> [Text section]:
Dame Shirely Bass is one of the faces of the RNIB’s See the Need campaign. RNIB and Alistair Morrison

Negative to the extreme, the RNIB’s new See the need campaign couldn’t be more offensive to people who have visual impairments if it tried. Viewers of one of the advertisements are presented with a head-and-shoulders shot of a middle-aged woman as a voiceover explains: “This is the moment your doctor says you’re losing your sight. You’ll fear for your job, your home, your life.”

As someone who’s been registered as blind for more than three decades and has written extensively on the subject, I find it simplistic and damaging to so reduce the experience to deficit.

One of the Royal National Institute for the Blind’s See the Need films.

My great concern is that this kind of negative portrayal contributes to the very desperation on which the new but nonetheless outdated See the Need campaign depends.

In a second advertisement, singer Shirley Bassey is asked if she can imagine what it would be like to lose her sight, to which she replies: “It would just be devastating. It would be like telling me I’m going to die!” In a third advertisement, actor Barbara Windsor says: “I’d hate not to see. I couldn’t bear that.”

The gloomy words of these two national treasures serve only to confirm the idea that sight is the supreme sense – from which it follows that other means of perception are meagre. How is this terrible logic meant to support people newly diagnosed with a visual impairment?

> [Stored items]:

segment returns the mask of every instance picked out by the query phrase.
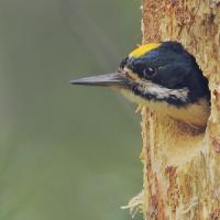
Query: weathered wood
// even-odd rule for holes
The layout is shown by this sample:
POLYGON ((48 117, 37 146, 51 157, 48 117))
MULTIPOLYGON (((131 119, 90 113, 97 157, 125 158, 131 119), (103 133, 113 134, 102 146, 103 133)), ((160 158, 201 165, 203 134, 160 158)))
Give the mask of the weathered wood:
POLYGON ((143 0, 143 43, 179 41, 211 90, 206 132, 142 109, 146 220, 220 219, 220 1, 143 0))

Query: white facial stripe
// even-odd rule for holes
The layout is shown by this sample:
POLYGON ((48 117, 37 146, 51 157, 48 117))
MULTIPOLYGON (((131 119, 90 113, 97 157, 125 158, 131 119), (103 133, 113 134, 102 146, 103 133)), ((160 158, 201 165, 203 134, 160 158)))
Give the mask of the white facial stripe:
POLYGON ((174 96, 182 101, 187 101, 188 98, 189 90, 186 87, 182 89, 168 89, 151 81, 144 81, 142 85, 144 92, 156 96, 158 99, 166 99, 174 96))

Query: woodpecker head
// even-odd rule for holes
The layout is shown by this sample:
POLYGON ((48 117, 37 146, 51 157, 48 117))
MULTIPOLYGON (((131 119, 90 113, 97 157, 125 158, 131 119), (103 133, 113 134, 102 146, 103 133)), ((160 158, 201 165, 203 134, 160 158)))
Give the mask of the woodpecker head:
POLYGON ((142 45, 113 74, 72 80, 74 85, 120 90, 131 100, 193 127, 206 127, 209 117, 208 80, 180 43, 142 45))

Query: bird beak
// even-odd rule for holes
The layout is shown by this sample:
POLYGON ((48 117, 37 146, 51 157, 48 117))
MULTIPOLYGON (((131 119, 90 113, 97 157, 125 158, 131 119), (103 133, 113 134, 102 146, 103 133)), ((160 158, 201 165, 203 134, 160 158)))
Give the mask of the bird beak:
POLYGON ((101 86, 112 88, 128 88, 130 80, 124 73, 112 73, 106 75, 90 76, 70 80, 73 85, 101 86))

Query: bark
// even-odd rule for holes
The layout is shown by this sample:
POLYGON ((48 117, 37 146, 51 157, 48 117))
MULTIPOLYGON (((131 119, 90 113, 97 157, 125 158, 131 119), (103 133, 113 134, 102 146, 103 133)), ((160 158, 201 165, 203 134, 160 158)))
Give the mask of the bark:
POLYGON ((220 1, 143 0, 143 43, 179 41, 209 79, 205 132, 142 109, 145 220, 220 219, 220 1))

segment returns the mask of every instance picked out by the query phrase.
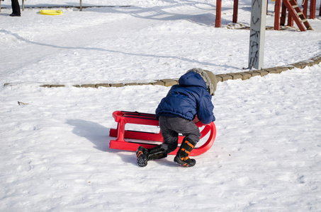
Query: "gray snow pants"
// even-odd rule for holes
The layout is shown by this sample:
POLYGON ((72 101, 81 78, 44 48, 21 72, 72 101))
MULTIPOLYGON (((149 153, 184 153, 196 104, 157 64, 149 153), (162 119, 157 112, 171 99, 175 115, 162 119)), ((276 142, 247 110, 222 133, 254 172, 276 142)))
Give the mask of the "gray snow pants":
POLYGON ((164 143, 162 147, 167 153, 174 151, 179 145, 179 134, 188 137, 195 143, 198 142, 201 134, 192 122, 181 117, 159 117, 159 127, 164 143))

> [Task to complete]:
In the piece on the See the Need campaign, quote the passage from "Negative to the" to "the Need films.".

> [Task result]:
Negative to the extreme, the RNIB’s new See the need campaign couldn’t be more offensive to people who have visual impairments if it tried. Viewers of one of the advertisements are presented with a head-and-shoulders shot of a middle-aged woman as a voiceover explains: “This is the moment your doctor says you’re losing your sight. You’ll fear for your job, your home, your life.”

As someone who’s been registered as blind for more than three decades and has written extensively on the subject, I find it simplistic and damaging to so reduce the experience to deficit.

One of the Royal National Institute for the Blind’s See the Need films.